▶ **What the exercise asks**:
Copy the railroad negligence opinion below in full, word for word.

▶ **Given passage**:
Opinion
(September Term, 1891.)
Negligence — Railroad — Right of Way.
A railroad company is not negligent in failing to cut down bushes or weeds on the right of way beyond the portion over which it is exercising actual control for corporate purposes, but is required to keep the right of way clear of such growth to the outside of the side ditches on either side of the track.
ACTION, tried at Fall Term, 1890, of PENDER, before Armfield, J.,
No counsel for plaintiff.
A. W. Haywood for defendant.
MERRIMON, C. J., and DAVIS, J., dissenting.
The issues submitted, with the responses by the jury, were as follows:
"1. Did defendant, by its negligence in moving its cars and engines, kill the horse of the plaintiff? Yes.
"2. If yes, what damage has plaintiff sustained thereby? Eighty-eight dollars."

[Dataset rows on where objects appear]
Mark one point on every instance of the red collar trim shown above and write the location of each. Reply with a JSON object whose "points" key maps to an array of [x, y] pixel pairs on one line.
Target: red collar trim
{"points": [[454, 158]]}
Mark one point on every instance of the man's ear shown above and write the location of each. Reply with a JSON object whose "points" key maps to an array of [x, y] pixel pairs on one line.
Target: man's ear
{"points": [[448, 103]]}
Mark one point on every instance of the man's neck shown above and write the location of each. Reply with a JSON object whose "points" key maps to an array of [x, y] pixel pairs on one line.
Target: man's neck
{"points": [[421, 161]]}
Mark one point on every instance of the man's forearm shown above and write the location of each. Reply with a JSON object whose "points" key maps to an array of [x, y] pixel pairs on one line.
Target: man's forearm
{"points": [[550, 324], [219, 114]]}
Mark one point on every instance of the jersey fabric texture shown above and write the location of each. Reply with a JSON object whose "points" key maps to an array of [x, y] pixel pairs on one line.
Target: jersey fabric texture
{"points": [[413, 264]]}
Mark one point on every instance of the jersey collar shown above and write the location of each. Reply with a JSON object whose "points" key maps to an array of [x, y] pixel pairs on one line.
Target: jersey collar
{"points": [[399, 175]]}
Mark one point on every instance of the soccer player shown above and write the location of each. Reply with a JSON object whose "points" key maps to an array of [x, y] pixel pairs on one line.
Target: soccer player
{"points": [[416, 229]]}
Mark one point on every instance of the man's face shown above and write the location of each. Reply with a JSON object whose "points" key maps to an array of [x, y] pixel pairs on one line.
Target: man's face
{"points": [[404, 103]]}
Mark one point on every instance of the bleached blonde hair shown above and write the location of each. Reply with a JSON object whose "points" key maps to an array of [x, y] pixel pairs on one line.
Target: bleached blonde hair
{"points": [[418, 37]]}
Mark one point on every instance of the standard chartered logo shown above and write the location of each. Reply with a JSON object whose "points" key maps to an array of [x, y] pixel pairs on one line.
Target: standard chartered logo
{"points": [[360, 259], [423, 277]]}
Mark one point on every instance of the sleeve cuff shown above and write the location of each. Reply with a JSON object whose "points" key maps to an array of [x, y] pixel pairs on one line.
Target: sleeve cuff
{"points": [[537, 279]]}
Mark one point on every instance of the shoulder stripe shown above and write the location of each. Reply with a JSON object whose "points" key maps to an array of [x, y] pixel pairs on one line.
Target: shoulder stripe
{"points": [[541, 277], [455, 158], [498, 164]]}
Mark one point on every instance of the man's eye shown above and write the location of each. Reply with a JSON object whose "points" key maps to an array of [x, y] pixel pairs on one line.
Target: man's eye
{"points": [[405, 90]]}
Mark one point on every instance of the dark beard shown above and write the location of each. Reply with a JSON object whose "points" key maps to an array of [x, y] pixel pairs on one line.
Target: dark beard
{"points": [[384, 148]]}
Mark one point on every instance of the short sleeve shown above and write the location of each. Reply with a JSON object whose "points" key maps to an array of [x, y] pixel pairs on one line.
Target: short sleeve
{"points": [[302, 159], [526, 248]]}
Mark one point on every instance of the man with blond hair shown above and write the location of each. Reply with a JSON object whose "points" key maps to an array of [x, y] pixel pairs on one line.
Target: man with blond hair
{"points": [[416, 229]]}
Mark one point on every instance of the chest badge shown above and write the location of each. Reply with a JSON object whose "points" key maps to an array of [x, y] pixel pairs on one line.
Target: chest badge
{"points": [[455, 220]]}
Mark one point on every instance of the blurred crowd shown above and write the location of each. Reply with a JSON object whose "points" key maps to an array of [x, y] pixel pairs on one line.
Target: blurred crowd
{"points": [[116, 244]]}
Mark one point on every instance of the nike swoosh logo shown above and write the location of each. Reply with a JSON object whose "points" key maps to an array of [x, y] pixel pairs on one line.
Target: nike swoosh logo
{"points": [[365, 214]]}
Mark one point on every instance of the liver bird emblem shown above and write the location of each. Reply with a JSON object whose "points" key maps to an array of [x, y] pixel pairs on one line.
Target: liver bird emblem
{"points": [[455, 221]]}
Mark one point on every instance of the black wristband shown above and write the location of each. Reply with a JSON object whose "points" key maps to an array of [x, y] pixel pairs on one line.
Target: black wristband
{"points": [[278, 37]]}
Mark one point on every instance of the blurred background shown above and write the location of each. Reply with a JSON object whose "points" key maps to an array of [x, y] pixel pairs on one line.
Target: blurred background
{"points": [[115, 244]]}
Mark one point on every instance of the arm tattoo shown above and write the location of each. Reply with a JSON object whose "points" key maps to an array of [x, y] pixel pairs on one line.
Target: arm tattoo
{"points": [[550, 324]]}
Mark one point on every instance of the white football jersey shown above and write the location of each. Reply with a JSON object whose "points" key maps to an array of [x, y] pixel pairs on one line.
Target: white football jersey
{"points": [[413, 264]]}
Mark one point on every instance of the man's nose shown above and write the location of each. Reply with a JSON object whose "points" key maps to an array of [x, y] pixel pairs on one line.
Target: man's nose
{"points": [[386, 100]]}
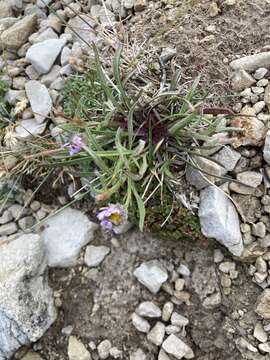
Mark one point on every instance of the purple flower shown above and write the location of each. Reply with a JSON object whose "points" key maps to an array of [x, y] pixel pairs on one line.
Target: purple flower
{"points": [[111, 217], [75, 145]]}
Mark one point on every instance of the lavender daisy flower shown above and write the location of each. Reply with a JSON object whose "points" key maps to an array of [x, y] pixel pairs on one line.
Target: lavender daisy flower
{"points": [[75, 145], [112, 217]]}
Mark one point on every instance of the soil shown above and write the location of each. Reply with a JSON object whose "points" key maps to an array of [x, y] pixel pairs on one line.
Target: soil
{"points": [[98, 304]]}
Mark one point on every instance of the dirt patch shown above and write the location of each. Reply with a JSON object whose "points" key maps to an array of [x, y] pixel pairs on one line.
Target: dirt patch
{"points": [[98, 303]]}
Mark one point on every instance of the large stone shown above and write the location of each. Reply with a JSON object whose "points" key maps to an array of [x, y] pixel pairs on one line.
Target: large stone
{"points": [[77, 350], [26, 301], [40, 100], [176, 347], [219, 219], [94, 255], [27, 129], [43, 55], [252, 62], [152, 275], [64, 235], [18, 34], [203, 173]]}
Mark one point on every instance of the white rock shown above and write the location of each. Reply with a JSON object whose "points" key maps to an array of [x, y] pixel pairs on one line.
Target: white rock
{"points": [[64, 235], [220, 220], [167, 311], [259, 333], [152, 275], [176, 347], [104, 349], [260, 73], [162, 355], [156, 334], [148, 309], [76, 350], [140, 324], [266, 149], [179, 320], [36, 91], [138, 355], [43, 55], [252, 62], [26, 301], [94, 255]]}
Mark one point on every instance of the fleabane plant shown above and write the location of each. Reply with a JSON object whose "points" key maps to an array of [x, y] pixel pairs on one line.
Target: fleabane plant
{"points": [[127, 147]]}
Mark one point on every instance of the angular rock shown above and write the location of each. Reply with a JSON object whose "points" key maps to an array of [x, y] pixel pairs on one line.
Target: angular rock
{"points": [[148, 309], [219, 219], [43, 55], [64, 235], [266, 148], [26, 301], [263, 305], [241, 80], [18, 34], [29, 128], [152, 275], [76, 350], [94, 255], [36, 91], [252, 62], [209, 173], [228, 158], [156, 334], [176, 347], [140, 324]]}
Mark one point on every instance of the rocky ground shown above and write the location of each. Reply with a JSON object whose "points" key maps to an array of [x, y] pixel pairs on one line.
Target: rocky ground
{"points": [[69, 291]]}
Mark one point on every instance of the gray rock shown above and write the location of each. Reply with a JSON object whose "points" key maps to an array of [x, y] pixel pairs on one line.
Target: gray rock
{"points": [[47, 34], [228, 158], [76, 350], [49, 78], [138, 355], [36, 91], [148, 309], [241, 80], [156, 334], [162, 355], [94, 255], [84, 25], [26, 301], [43, 55], [26, 222], [5, 9], [260, 73], [17, 35], [167, 311], [104, 349], [219, 219], [208, 174], [64, 235], [8, 229], [29, 128], [104, 16], [152, 275], [179, 320], [266, 149], [176, 347], [252, 62], [140, 324]]}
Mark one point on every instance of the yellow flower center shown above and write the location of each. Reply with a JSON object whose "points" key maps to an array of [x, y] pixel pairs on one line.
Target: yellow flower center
{"points": [[116, 218]]}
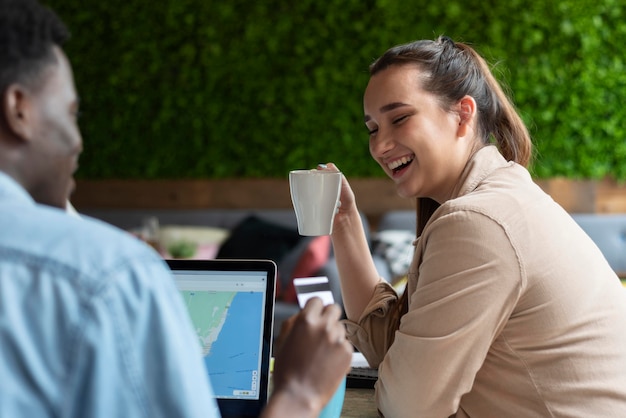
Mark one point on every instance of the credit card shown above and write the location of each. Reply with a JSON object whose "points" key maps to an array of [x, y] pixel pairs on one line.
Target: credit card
{"points": [[308, 287]]}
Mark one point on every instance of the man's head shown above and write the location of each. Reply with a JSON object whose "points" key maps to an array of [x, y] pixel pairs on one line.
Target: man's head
{"points": [[39, 138]]}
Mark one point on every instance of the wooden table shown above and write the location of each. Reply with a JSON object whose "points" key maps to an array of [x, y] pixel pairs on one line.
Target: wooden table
{"points": [[359, 403]]}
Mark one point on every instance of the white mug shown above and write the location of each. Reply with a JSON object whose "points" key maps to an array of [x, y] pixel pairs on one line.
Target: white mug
{"points": [[315, 196]]}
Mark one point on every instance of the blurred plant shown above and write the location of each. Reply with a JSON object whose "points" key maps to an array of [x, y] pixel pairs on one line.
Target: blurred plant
{"points": [[213, 89], [182, 249]]}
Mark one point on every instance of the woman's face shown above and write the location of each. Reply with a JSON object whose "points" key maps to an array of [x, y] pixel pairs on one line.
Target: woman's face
{"points": [[421, 146]]}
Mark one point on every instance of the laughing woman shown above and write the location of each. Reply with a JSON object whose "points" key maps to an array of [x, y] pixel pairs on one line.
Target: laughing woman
{"points": [[510, 309]]}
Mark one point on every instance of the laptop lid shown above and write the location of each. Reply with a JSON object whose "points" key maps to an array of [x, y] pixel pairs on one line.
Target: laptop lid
{"points": [[231, 305]]}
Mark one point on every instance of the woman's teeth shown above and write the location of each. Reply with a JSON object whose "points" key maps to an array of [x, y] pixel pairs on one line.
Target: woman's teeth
{"points": [[398, 163]]}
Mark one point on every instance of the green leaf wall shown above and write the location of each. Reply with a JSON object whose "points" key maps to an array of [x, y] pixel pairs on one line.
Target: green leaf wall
{"points": [[233, 88]]}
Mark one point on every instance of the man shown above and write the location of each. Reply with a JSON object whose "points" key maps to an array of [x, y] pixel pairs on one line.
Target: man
{"points": [[91, 324]]}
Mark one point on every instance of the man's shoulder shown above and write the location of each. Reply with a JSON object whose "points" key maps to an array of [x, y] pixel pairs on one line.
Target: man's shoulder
{"points": [[53, 239]]}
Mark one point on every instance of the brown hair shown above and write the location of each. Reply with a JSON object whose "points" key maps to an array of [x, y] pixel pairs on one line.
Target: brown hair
{"points": [[450, 71]]}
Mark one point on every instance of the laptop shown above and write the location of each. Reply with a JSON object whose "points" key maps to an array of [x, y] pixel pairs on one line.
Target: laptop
{"points": [[231, 305]]}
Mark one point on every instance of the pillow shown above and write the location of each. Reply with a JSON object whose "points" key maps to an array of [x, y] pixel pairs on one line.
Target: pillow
{"points": [[313, 258], [256, 238], [396, 248], [203, 242]]}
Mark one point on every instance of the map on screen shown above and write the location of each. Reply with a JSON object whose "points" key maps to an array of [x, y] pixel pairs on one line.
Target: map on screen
{"points": [[228, 326]]}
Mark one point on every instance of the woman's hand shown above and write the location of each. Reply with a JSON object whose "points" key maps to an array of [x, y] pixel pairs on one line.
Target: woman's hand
{"points": [[347, 201]]}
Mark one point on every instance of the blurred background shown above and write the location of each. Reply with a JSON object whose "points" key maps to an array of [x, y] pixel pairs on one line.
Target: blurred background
{"points": [[206, 89]]}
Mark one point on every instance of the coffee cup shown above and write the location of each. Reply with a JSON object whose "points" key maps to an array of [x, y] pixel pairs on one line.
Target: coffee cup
{"points": [[315, 196]]}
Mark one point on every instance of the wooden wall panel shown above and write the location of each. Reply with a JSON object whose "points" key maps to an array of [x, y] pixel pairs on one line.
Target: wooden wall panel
{"points": [[374, 196]]}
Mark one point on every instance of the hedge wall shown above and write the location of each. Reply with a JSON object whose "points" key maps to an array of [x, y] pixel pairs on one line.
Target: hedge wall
{"points": [[215, 89]]}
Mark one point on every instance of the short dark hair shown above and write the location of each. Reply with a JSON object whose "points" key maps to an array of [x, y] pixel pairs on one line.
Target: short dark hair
{"points": [[28, 32]]}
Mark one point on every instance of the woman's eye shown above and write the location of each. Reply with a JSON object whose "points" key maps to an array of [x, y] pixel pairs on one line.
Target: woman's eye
{"points": [[400, 119]]}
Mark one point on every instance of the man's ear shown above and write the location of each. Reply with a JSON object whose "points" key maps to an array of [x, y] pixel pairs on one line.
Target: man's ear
{"points": [[467, 115], [17, 112]]}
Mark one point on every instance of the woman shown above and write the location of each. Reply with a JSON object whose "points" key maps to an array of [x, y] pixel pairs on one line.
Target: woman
{"points": [[510, 309]]}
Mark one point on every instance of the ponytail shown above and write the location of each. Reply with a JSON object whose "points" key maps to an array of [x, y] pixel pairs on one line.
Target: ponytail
{"points": [[451, 71]]}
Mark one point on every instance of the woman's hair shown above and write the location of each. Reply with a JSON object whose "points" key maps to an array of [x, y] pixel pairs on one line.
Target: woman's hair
{"points": [[451, 70]]}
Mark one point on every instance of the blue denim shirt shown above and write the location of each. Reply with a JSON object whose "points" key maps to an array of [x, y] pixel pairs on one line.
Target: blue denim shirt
{"points": [[91, 324]]}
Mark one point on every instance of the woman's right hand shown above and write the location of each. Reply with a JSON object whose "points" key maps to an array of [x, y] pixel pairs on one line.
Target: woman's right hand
{"points": [[347, 201]]}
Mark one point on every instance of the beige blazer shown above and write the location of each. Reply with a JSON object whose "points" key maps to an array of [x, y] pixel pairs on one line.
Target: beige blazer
{"points": [[512, 311]]}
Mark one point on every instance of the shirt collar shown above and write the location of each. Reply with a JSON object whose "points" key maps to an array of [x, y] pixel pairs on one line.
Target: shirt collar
{"points": [[11, 190]]}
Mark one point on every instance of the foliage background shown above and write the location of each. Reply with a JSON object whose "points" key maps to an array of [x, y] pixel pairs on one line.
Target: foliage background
{"points": [[218, 89]]}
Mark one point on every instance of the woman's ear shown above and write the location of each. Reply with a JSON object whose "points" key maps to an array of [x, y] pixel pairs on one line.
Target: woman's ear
{"points": [[16, 112], [467, 115]]}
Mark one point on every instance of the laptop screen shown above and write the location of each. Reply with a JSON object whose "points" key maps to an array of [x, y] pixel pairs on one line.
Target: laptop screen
{"points": [[230, 303]]}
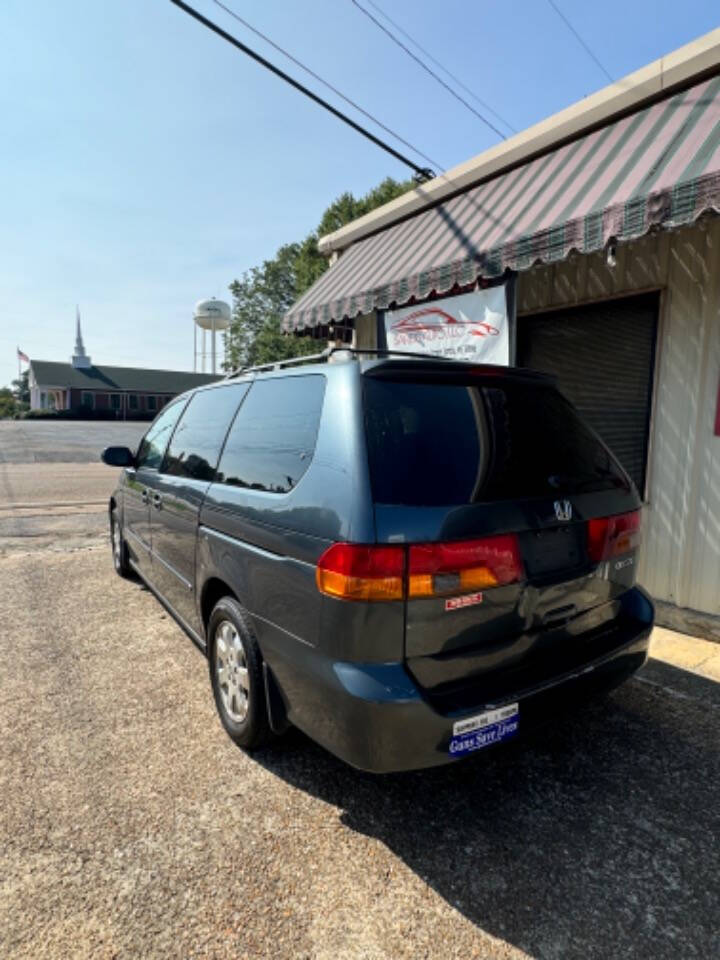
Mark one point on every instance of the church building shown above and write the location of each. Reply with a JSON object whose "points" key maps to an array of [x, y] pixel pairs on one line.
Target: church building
{"points": [[105, 392]]}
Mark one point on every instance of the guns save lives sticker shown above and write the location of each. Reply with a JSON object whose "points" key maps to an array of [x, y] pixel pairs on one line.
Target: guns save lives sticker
{"points": [[483, 730]]}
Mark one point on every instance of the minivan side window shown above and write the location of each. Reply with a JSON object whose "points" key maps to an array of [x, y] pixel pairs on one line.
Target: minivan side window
{"points": [[152, 446], [195, 446], [272, 441]]}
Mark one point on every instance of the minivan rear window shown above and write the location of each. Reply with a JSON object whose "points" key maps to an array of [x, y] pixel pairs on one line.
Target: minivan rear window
{"points": [[445, 444]]}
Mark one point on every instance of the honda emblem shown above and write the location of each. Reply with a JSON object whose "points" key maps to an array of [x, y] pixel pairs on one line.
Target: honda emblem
{"points": [[563, 510]]}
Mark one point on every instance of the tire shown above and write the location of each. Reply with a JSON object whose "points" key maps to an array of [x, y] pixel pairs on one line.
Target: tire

▶ **Reply**:
Opinion
(September Term, 1891.)
Negligence — Railroad — Right of Way.
A railroad company is not negligent in failing to cut down bushes or weeds on the right of way beyond the portion over which it is exercising actual control for corporate purposes, but is required to keep the right of way clear of such growth to the outside of the side ditches on either side of the track.
ACTION, tried at Fall Term, 1890, of PENDER, before Armfield, J.,
No counsel for plaintiff.
A. W. Haywood for defendant.
MERRIMON, C. J., and DAVIS, J., dissenting.
The issues submitted, with the responses by the jury, were as follows:
"1. Did defendant, by its negligence in moving its cars and engines, kill the horse of the plaintiff? Yes.
"2. If yes, what damage has plaintiff sustained thereby? Eighty-eight dollars."